## [Ausgewählter Abschnitt]
Hallo Allemiteinander, sollen wir die Bilder so zuschneiden, wie es für uns am besten aussieht, oder möchtet Ihr das lieber übernehmen? Dadurch verändern sich ja auch die Pixelzahlen und die Schärfe, oder? Bin da leider nicht so versiert... krieg es aber für den Hausgebrauch hin...
VG Biotopfan


----------



## JoergK (11. Aug. 2009)

*AW: Fragen und Antworten zum Fotowettbewerb*

Hi Helmut,



Digicat schrieb:


> ....Bilder bis kurz vor dem Einsendeschluß auf der Festplatte sammeln und dann das beste hochladen ....



Klar, danke für den Tipp
hätte ich eigentlich auch selber drauf kommen können..

Aber macht nix, kann eh nicht teilnehmen  

Wie ich's auch dreh, mein Knipsomat packt die Anforderungen nicht 

Mehr als 2816 x 2112 Pixies sind nicht drin, und 3 MB schon gar nicht.

Na, dann macht mal schöne Bilder, dass ich dann wenigstens vom Kalender was hab... 

Gruß Jörg


----------



## Joachim (11. Aug. 2009)

*AW: Fragen und Antworten zum Fotowettbewerb*

Moin!

@Biotopfan
Lass die Bilder besser wie sie sind - dann können sie hinterher wirklich passend gemacht werden. 

@Jörg
 frag mal Frank, der macht das Layout - vielleicht wird er ja ähnlich den letzten, mit einigen kleineren Bildern. Aber da muss Frank was zu sagen.


----------



## Lichti (11. Aug. 2009)

*AW: Fragen und Antworten zum Fotowettbewerb*

Moin,

jedesmal wenn ich versuche ein Bild hochzuladen für den Wettbewerb bekomme ich den Hinweis " Datei nicht vorhanden, zu groß oder hat einen falschen MIME Typ."
Bild hat eine größe von 1024*768 480KB

was mache ich falsch


----------



## Annett (11. Aug. 2009)

*AW: Fragen und Antworten zum Fotowettbewerb*

Hallo Ralf.

Versuch mal das Bild qualitativ auf ca. 85% zu bringen.... dann sollte es unter die generell für die Galerie eingestellte Größe (249 kB) kommen. 
Wir können das leider nur global einstellen.....


----------



## Lichti (11. Aug. 2009)

*AW: Fragen und Antworten zum Fotowettbewerb*

Hi,

ich habe es geschafft , aber ob das die richtige größe ist


----------



## Joachim (11. Aug. 2009)

*AW: Fragen und Antworten zum Fotowettbewerb*

Hallo,

@ Ralf

"56,0 KB  und 448 x 336"
Ist dann schon ein wenig klein - das kommt ja ausm Handy größer raus ... 

Nochmal: 
*max. 245 KB*

Das ist eigentlich die einzige Beschränkung. Das damit durchaus große Bilder möglich sind beweisen ja schon einige Einsendungen.


----------



## Biotopfan (11. Aug. 2009)

*AW: Fragen und Antworten zum Fotowettbewerb*

Hei, ich hab ja die Bilder eh nochmal auf unbearbeitet da und wenn ich das richtig verstanden hab, möchtet ihr die im Fall der Fälle ja eh haben... So kann ich sie ja  warscheinlich auch garnicht hochladen ;-)

## [Anforderung A]
Bitte dupliziere aus den nachstehenden Zeilen den Bereich vom Anfang der Zeilen bis einschließlich der Zeile mit „3. Where is the white sneaker“. Übernimm ihn Zeichen für Zeichen.

## [Zeilen zur Aufgabe]
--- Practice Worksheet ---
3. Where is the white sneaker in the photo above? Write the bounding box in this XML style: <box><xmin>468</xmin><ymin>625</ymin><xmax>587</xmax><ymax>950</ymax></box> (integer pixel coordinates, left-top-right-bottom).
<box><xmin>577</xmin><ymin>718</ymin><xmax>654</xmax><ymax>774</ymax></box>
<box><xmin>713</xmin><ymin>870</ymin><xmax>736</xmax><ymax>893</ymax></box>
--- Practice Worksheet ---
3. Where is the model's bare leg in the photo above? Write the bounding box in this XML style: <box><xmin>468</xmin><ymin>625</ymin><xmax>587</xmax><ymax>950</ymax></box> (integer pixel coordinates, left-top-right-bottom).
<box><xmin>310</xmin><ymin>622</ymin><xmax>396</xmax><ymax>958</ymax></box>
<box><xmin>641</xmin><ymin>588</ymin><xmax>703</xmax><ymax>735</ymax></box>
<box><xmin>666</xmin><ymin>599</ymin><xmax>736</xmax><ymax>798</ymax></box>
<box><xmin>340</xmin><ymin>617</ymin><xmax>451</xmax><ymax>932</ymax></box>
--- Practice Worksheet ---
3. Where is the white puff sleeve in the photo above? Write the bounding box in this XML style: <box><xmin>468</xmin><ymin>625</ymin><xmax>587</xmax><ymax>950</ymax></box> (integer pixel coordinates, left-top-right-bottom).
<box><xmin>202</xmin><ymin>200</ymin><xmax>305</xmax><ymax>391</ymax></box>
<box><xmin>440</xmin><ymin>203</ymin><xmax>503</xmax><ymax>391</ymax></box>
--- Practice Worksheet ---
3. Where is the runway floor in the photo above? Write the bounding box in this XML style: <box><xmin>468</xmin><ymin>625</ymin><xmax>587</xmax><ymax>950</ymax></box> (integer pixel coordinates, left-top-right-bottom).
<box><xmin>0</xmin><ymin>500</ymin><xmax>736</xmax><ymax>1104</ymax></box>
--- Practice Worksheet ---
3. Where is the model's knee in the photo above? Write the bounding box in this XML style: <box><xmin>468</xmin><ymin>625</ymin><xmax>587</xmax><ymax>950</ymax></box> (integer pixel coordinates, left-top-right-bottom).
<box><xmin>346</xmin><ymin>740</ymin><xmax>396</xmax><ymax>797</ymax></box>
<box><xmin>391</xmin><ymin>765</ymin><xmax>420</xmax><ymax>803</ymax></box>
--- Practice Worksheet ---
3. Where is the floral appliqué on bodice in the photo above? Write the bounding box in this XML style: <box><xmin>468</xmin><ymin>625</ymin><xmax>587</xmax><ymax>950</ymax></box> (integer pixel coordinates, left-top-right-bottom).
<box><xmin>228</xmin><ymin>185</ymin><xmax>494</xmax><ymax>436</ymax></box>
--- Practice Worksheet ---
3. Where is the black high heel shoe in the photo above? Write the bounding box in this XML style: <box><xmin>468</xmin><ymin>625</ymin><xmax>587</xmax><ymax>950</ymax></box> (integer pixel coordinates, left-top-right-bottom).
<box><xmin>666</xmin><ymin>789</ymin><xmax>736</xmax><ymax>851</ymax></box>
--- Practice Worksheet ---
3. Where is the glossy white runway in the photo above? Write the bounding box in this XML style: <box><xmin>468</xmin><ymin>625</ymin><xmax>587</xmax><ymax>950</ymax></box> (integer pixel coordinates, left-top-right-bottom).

## [Anforderung B]
Schreib aus dem ausgewählten Abschnitt oben die Stelle von „## Annett (11.“ bis einschließlich „nur global einstellen.....“ wortgetreu nieder.

## [Vollständige Antwort A]
--- Practice Worksheet ---
3. Where is the white sneaker in the photo above? Write the bounding box in this XML style: <box><xmin>468</xmin><ymin>625</ymin><xmax>587</xmax><ymax>950</ymax></box> (integer pixel coordinates, left-top-right-bottom).

## [Vollständige Antwort B]
## Annett (11. Aug. 2009)

*AW: Fragen und Antworten zum Fotowettbewerb*

Hallo Ralf.

Versuch mal das Bild qualitativ auf ca. 85% zu bringen.... dann sollte es unter die generell für die Galerie eingestellte Größe (249 kB) kommen. 
Wir können das leider nur global einstellen.....